__The request__:
Reproduce the records beginning at the line containing "Crowdworker instructions — please locate every grass visible" and continuing through the line containing "[178, 187, 221, 207]", both included, with the requests kept in place and 37 added to every bounding-box coordinate in the answers. Give only those lines.

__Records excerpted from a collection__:
## START
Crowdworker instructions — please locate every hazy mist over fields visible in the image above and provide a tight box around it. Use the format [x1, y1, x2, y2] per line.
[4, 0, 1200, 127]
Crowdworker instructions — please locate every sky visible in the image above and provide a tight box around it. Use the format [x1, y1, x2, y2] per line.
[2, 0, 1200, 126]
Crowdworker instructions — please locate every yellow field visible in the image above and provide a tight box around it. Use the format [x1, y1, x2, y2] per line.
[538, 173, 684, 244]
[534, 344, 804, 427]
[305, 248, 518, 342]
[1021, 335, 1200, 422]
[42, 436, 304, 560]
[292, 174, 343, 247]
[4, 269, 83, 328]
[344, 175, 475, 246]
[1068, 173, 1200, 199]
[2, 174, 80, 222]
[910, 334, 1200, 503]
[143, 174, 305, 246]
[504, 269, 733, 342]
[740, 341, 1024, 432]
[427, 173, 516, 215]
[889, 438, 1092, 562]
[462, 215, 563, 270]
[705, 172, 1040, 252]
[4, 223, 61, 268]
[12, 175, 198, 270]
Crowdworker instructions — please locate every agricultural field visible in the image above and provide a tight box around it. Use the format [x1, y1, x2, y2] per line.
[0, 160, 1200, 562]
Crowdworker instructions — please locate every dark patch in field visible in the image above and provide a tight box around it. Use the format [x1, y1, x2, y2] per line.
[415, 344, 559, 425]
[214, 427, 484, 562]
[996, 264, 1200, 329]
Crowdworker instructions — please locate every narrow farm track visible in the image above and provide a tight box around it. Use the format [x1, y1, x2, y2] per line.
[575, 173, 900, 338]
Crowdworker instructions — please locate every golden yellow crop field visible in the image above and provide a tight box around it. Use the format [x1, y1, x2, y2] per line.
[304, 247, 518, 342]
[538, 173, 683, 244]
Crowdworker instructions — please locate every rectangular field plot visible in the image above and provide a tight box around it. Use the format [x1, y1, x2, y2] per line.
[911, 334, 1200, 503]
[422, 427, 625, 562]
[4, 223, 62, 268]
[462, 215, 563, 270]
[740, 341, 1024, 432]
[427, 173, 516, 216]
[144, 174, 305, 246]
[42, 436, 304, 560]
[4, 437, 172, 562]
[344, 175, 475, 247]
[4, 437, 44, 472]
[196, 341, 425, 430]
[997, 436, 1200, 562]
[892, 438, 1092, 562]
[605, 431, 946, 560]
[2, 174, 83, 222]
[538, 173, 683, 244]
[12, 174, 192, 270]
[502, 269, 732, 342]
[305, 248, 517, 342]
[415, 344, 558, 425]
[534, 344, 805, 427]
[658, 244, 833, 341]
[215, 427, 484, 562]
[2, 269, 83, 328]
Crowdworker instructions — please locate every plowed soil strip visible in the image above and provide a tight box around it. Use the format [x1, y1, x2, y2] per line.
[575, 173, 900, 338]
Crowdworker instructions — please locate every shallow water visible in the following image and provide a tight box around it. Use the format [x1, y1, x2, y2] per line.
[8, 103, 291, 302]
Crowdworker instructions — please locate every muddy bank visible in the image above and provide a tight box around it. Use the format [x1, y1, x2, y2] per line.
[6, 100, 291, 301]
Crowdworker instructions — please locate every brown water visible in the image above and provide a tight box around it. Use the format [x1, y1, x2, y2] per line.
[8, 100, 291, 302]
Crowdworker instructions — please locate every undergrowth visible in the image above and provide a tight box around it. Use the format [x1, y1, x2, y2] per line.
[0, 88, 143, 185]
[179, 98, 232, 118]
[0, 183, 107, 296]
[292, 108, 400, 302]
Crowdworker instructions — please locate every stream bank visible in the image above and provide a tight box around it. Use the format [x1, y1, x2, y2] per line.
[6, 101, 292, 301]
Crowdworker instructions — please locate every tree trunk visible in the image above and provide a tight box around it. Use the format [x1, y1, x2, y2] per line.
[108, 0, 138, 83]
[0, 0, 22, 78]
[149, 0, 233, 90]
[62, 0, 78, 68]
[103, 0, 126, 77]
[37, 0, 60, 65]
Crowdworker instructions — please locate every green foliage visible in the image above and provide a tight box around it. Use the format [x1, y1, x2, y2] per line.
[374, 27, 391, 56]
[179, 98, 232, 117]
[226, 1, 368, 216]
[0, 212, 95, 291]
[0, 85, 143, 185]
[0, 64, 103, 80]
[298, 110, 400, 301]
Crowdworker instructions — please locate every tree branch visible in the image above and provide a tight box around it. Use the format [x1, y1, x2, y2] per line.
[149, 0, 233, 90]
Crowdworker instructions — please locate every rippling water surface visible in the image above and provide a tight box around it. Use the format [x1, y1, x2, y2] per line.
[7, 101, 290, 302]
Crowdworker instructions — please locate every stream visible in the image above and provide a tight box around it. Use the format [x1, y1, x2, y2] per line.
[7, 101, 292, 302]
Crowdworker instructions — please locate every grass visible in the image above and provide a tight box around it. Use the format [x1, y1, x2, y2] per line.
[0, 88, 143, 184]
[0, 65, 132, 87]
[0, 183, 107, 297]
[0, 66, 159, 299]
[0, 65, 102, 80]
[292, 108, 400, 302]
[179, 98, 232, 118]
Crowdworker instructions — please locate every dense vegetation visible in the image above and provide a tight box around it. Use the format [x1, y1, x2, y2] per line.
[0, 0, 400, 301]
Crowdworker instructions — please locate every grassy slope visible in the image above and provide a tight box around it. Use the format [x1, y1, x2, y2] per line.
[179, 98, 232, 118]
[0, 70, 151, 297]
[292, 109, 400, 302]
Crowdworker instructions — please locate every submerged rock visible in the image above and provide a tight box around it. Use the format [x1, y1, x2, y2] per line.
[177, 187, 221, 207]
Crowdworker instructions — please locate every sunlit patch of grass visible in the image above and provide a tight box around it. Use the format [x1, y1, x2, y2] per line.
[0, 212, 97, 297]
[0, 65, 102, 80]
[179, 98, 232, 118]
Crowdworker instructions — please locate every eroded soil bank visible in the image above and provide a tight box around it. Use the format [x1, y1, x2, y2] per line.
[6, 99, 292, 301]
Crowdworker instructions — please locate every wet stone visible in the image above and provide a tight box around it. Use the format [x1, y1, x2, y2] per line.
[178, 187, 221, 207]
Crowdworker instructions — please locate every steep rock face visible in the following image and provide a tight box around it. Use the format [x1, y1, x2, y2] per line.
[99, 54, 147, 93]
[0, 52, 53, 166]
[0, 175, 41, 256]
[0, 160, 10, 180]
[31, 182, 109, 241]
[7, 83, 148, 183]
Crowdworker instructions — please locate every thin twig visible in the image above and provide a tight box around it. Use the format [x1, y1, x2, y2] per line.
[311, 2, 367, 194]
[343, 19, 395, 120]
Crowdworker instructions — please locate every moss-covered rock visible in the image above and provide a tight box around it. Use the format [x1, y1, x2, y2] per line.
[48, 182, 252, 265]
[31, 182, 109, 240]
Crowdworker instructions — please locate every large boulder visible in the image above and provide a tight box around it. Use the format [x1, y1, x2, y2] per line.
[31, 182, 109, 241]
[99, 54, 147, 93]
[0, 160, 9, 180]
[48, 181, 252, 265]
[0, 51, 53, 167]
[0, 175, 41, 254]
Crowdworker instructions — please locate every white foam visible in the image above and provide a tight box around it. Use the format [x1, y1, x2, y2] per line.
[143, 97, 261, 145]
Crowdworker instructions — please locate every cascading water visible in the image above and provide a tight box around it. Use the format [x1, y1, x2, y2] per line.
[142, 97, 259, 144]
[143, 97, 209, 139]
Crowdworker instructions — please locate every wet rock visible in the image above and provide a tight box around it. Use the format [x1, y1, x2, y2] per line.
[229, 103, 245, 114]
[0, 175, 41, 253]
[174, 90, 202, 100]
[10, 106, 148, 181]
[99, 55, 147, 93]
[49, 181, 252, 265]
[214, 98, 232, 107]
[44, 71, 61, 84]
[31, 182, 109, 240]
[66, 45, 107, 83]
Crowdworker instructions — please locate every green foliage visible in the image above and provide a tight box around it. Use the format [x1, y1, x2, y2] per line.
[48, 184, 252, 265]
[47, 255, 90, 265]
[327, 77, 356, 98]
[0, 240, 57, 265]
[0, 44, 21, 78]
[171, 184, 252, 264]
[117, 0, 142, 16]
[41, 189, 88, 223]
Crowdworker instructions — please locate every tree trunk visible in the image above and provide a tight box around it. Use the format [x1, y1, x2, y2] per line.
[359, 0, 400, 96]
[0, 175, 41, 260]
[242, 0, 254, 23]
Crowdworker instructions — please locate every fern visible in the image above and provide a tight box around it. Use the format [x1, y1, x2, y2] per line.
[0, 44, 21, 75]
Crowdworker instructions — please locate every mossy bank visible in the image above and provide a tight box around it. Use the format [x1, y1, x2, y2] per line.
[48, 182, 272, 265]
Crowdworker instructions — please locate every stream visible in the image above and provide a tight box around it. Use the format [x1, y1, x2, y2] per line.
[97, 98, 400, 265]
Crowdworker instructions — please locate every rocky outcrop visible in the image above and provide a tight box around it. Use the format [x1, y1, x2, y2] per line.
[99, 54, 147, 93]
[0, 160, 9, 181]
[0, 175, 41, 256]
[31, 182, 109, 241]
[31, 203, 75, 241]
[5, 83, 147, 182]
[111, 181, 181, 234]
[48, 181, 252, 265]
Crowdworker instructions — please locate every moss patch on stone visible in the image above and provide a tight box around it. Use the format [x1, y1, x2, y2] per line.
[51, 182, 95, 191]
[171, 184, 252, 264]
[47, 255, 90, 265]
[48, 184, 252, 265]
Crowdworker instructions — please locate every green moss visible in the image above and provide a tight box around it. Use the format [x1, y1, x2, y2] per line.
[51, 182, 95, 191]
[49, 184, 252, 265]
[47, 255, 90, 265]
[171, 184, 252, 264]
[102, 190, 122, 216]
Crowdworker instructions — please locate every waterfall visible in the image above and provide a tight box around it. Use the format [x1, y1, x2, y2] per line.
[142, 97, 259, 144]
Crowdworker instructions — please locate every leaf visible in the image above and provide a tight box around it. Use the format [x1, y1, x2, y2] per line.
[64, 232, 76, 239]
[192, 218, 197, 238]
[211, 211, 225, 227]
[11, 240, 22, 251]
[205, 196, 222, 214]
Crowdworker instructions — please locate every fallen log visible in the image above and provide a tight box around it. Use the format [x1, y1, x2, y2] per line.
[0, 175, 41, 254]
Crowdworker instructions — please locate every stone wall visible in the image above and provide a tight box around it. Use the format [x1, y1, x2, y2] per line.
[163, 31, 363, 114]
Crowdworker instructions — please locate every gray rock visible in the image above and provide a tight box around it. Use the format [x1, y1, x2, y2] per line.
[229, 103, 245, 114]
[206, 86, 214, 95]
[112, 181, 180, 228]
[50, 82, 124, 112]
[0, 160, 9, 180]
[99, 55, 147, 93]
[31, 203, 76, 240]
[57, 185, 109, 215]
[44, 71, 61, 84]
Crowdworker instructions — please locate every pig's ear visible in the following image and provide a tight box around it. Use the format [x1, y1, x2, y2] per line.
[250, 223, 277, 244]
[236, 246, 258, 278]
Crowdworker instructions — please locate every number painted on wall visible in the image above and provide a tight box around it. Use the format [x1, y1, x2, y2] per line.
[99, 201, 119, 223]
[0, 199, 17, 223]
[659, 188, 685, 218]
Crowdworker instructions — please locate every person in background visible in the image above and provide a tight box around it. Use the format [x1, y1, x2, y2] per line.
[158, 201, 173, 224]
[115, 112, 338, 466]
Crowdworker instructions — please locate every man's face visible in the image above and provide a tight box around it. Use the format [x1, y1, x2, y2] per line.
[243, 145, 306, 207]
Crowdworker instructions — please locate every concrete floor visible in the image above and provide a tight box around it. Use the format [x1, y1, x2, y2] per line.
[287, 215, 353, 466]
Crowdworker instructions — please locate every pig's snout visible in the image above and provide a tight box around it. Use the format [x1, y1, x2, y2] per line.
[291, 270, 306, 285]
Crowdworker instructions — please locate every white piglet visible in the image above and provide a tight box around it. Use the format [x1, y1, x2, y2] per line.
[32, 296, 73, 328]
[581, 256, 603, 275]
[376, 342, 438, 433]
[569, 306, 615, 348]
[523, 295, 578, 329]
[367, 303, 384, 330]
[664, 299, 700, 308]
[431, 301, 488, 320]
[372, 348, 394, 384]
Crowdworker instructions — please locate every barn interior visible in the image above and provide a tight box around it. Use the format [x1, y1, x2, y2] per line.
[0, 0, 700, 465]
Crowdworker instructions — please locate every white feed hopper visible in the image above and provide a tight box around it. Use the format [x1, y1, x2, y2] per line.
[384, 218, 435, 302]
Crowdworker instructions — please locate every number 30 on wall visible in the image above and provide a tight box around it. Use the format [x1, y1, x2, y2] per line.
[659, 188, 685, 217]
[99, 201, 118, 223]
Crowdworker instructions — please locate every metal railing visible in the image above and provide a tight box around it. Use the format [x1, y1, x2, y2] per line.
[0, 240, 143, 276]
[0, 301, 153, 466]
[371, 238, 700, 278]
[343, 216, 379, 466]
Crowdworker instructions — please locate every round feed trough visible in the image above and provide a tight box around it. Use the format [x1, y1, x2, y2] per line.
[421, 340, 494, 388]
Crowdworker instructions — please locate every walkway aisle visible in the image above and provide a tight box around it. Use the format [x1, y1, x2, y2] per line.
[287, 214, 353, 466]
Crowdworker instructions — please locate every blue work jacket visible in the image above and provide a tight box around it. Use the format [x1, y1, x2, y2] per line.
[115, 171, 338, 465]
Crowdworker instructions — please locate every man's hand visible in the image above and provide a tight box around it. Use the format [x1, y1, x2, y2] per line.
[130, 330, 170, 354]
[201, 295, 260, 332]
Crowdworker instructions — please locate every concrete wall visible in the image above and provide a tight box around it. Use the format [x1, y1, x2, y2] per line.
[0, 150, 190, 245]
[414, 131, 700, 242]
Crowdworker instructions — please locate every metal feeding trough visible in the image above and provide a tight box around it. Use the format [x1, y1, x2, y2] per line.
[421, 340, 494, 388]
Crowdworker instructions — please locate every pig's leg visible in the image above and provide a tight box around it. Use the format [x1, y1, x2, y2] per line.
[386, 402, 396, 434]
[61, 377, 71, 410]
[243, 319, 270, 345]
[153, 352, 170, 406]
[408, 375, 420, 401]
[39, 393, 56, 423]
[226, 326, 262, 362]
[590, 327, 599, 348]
## END
__Answer to this exercise__:
Crowdworker instructions — please locate every grass visible in the image above and provide a tight box around it. Use the format [x1, y1, x2, y2] per line.
[37, 125, 180, 221]
[37, 102, 169, 124]
[37, 220, 144, 334]
[37, 103, 196, 336]
[37, 102, 139, 117]
[329, 145, 437, 339]
[216, 135, 269, 155]
Crowdworker instructions — please locate every dense vegetation visible in the image above and provide a tight box around it. Use the format [x1, y1, x2, y2] per line.
[37, 37, 437, 338]
Crowdworker instructions — please locate every grassy slope visible in the image above and provide a tight box around it. Use the format [x1, y1, x2, y2] per line.
[216, 135, 269, 155]
[37, 107, 188, 334]
[329, 146, 437, 339]
Crowdworker instructions — please locate every submerged rock visible in the image above and provide a tight box around it. Use the format [x1, y1, x2, y2] per line.
[214, 224, 258, 244]
Crowdworker instructions — please locate every sunlit patch of grass visible in the image above and provide a tight box around it. Use the format [x1, y1, x2, y2] per line.
[37, 249, 134, 334]
[37, 102, 139, 117]
[216, 135, 269, 155]
Crowdworker instructions — please locate every eroded soil bank visible in the image above and provide a tight box around it. Use the format [x1, y1, x2, y2] per line.
[43, 136, 329, 338]
Crowdworker instructions — please locate every wet stone visible in the image above and provide a tight box around it. Use the format [x1, y1, x2, y2] per line.
[215, 224, 258, 244]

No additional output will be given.